**GIVEN REQUEST**
Repeat every line from the start of the material through the line containing "# an instance", with that line included.

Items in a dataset
○ ○ ○ ○ ○ ○ ○

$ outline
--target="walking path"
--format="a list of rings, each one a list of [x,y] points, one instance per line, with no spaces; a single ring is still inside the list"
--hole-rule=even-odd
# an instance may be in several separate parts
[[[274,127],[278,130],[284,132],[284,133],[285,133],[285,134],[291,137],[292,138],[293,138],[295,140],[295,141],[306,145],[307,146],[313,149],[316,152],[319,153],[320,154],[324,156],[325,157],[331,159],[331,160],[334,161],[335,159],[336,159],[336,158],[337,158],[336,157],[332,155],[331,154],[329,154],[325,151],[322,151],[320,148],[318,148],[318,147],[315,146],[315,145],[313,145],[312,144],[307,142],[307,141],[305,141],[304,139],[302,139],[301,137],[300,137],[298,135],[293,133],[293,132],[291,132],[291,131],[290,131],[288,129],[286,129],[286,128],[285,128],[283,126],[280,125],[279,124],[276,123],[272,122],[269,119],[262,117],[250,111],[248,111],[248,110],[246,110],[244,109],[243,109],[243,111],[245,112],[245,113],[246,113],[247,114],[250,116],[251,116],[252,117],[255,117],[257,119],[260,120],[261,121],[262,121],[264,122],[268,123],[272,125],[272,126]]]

○ ○ ○ ○ ○ ○ ○

**WRITTEN SOLUTION**
$ outline
--target="walking path"
--format="a list of rings, each one a list of [x,y] points, one instance per line, with no spaces; a single ring is still inside the list"
--hole-rule=even-odd
# an instance may be in several separate parts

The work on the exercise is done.